**Work order:**
Filter the records below and copy every line containing the word "above".

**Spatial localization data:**

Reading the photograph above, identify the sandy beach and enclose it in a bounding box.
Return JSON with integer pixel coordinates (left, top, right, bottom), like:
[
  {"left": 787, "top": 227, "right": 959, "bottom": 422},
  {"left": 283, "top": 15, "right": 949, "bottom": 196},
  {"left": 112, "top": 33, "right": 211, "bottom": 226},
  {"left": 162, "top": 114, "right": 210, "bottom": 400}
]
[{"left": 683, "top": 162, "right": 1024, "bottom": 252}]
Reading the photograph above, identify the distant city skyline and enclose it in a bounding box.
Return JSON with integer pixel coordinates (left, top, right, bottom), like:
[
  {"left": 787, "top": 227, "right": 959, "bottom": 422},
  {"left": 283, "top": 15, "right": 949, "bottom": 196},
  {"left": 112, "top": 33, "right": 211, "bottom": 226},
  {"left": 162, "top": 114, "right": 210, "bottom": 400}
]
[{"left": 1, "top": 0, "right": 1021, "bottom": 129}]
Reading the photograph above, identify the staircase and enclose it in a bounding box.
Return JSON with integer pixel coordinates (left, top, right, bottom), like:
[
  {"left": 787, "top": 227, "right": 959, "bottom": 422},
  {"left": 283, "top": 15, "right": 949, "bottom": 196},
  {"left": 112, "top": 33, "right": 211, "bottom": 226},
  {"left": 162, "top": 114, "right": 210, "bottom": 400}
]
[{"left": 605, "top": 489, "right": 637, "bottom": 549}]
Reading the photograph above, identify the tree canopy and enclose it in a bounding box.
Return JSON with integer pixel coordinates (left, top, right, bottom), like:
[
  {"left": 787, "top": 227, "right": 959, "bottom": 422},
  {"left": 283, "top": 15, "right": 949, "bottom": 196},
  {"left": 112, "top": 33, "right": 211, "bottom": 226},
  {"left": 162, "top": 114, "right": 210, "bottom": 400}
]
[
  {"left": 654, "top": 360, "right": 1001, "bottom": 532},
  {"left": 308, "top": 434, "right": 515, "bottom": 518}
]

**Task result:**
Reading the photograph above, identify the sandy beach and enclose it in a bounding box.
Reading the photograph above, identify the distant city skyline and enclose it in a bounding box.
Reading the photograph above, identify the staircase and enclose it in a bounding box.
Reading the photograph above, identify the tree canopy and enclose it in a bounding box.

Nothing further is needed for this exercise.